As I’ll get to and talk about mandamus. There is no discretion, Your Honor, apart from obedience. Discretion does not operate contravening black letter law, in the health law, the health statute, Title 58, binding a woman whose whole life as a nurse and a local official has been under that statute. She knows that statute very well. And I would say that she’s — in her motion she is not denying fraud and she is not — she’s not saying I’m misperceiving the job or that I’m misreading. There is some suggestion that somehow I’ve just misread it, somehow this law — I’m applying it and it really somehow doesn’t apply to her.
And yet, and yet Mrs. Barnes accepts my affidavit of complaint, the petition, of 212 paragraphs, and she accepts — without rebuttal, without putting me on the stand about my injuries, she accepts the affidavit. And that’s, that’s — in chancery, there need not be — there need not be testimony in this case, because the damages are particular and personal to me. And so the petition, Your Honor, is sufficient. That is my main point here. It is made in good faith. It accurately portrays the law, the duty and the obligation of this, of this official. It is proof of disobedience of legislative enactment. The people, through the General Assembly, passed this law, and she is in stark disobedience of the people’s will through statute which applies to her. And my case, my claims are, I would say, a brilliant light on corruption, fraud, roaches feeding on a stinking cancerous tumor dragging across the calendar, of 334 days as of today, a rolling stock of constitutional violations and arbitrary and capricious acts by the boxcar, by the boxcar.
The Constitution is being violated multiple times. I’m leaving those points aside because I’m looking — I’m firing the people’s tracer bullets, Your Honor, at the locomotive pulling this ruling stock, and that’s this law and this official denying obedience and duty to this law. In her duty to obey this law, petitioner and the state on relation has their due process protections. We have protections in her duty. And I, as a representative of the public, in Tennessee and in Chattanooga and Hamilton County, I have a right and — I have, I have a claim in equity, in equity, upon Mrs. Barnes’ performance.
I have a right, Your Honor, I have title, I have interest and equity to know also from this court any inadequacy so that I can exercise my right to amend my petition.
And now as to the propriety of mandamus, this case is justiciable under mandamus and the actions sought. I have a distinct injury. There’s no rebuttal. There is a causal connection between the actions of the health director in Hamilton County and my injuries, dealing with the economy, the economic damages, and also the false threats of arrest.
Redressability, that is very clearly in my favor as well. Mandamus, which is a one-sentence order directing her to obey the law, is redress. That solves my problem, that satisfies the State of Tennessee. Again, it is discretionary. If you look at Tusant v. Memphis, 2001, a very useful discussion, Your Honor, about mandamus. You can’t use it to force a course of discretionary power. It can’t be applied upon exercises of judgment, as these good attorneys have said. It’s not enforceable for an act, quote, done by an official who has lawful authority to determine whether or not he will perform the act. You can’t use mandamus to control an official judgment or discretion. Mandamus does not lie where the right is, quote, doubtful, in Tusant v. Memphis. And also, you can’t use mandamus in, quote, any discretion concerning the doing of an act. But, but mandamus must lie to enforce an official duty as defined in law. It is a purely ministerial act. It is a summary — summary remedy, Tusant says. It is extraordinary — quote, extraordinary in its nature when the right has been clearly established. And I say I have a clearly established right in her duty. It is a command to act or obey. It is not controlling discretion. Discretion is within obedience. That’s my main position here, is discretion is not apart from and in contravening obedience to the statute, Your Honor. It is within, within the statute, not apart or against it. Just a moment ago, please.

### [Data extract]
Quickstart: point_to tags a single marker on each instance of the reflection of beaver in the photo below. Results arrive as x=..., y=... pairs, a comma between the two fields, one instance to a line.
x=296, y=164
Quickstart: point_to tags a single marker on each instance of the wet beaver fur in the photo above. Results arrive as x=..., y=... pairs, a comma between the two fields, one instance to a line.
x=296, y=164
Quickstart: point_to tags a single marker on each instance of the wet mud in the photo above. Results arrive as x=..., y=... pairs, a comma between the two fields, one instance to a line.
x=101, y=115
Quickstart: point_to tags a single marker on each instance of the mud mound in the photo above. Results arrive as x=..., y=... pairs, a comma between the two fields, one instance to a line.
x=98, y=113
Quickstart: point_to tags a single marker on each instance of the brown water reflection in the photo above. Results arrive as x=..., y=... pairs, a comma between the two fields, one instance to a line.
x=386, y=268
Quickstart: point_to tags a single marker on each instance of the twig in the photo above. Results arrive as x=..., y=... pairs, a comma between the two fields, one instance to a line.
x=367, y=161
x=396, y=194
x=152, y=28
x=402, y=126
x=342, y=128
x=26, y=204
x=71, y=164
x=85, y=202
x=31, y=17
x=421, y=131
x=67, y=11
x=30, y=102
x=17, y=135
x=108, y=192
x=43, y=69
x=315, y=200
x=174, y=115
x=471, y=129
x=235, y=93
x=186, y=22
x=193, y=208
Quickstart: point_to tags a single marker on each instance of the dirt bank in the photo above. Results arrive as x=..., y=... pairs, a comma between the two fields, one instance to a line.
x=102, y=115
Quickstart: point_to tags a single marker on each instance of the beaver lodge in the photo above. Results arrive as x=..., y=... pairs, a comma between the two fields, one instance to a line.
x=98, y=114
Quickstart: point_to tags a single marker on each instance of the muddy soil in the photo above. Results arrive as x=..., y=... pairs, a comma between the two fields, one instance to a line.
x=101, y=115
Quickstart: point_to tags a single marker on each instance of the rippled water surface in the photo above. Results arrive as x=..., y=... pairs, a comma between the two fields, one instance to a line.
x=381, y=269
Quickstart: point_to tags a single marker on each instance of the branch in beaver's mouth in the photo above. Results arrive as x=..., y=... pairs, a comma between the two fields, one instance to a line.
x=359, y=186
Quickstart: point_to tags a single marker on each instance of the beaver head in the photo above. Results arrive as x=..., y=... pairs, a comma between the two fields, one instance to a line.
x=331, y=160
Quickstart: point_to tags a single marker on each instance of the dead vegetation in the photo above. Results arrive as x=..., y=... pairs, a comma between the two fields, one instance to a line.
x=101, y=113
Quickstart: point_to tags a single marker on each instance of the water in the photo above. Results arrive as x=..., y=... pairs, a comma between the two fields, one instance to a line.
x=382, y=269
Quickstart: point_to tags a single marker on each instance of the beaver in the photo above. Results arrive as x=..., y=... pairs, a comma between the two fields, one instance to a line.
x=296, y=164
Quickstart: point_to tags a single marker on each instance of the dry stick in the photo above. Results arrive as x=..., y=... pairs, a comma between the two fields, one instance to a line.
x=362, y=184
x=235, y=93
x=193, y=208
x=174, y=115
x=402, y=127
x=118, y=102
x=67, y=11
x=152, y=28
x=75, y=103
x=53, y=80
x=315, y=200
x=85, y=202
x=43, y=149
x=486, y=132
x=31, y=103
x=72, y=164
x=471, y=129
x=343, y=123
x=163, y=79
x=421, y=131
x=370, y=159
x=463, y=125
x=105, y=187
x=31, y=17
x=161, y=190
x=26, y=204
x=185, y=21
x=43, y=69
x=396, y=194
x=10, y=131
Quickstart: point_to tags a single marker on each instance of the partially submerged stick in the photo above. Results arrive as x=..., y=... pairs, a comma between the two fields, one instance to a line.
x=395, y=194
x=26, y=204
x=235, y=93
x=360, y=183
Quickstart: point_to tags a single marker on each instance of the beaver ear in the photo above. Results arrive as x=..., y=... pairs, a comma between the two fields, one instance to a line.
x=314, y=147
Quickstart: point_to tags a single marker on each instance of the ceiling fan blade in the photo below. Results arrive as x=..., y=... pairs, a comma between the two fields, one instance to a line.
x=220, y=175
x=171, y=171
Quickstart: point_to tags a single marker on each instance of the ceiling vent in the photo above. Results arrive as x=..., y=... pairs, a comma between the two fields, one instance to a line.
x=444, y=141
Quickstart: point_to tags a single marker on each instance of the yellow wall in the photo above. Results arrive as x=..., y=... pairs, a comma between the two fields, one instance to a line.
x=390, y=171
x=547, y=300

### [Questions to answer]
• A. According to the courtroom argument, how many paragraphs does the speaker's affidavit of complaint contain?
• B. Please say whether each statement agrees with the courtroom argument, answering yes or no and quoting the deciding words: (i) Mrs. Barnes put the speaker on the stand about the speaker's injuries. (ii) The speaker cites Tusant v. Memphis from 2001. (iii) The speaker calls mandamus a one-sentence order directing her to obey the law.
• C. Write out everything in the courtroom argument from "And now as to" down to "threats of arrest.".

### [Solutions to the problems]
• A. 212 paragraphs.

• B.
(i) No: "without putting me on the stand about my injuries"
(ii) Yes: "If you look at Tusant v. Memphis, 2001"
(iii) Yes: "Mandamus, which is a one-sentence order directing her to obey the law, is redress."

• C.
And now as to the propriety of mandamus, this case is justiciable under mandamus and the actions sought. I have a distinct injury. There’s no rebuttal. There is a causal connection between the actions of the health director in Hamilton County and my injuries, dealing with the economy, the economic damages, and also the false threats of arrest.